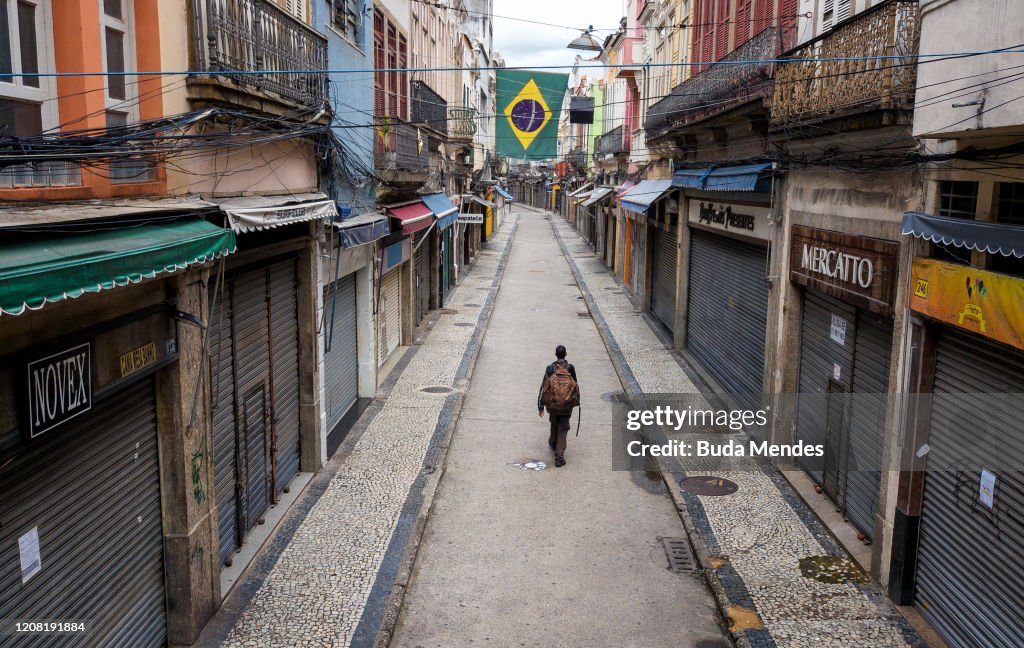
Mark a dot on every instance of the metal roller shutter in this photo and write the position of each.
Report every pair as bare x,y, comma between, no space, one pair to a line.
389,316
92,490
224,445
251,335
970,564
285,348
341,363
422,271
847,414
727,312
663,296
868,406
819,389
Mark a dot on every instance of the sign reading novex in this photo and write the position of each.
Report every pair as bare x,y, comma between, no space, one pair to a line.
528,106
979,301
59,388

**WORK ORDER:** Repeat each line of the material exactly, and drop any image it carries.

**RESPONSE FOR THIS EXERCISE:**
Mark a dot on every instance of the metal roller shutter in this photo and write the position of each.
Report every pair as bare x,y, comma between, no space, one pair to a line.
389,316
92,490
224,445
251,335
970,564
285,348
341,363
422,271
847,414
727,312
663,296
868,406
819,389
Mark a dot on every instance of the sign reading novex in this photo and write the position of each.
Report every pair as bare x,y, comma between, no space, one pair to a line.
528,106
979,301
59,388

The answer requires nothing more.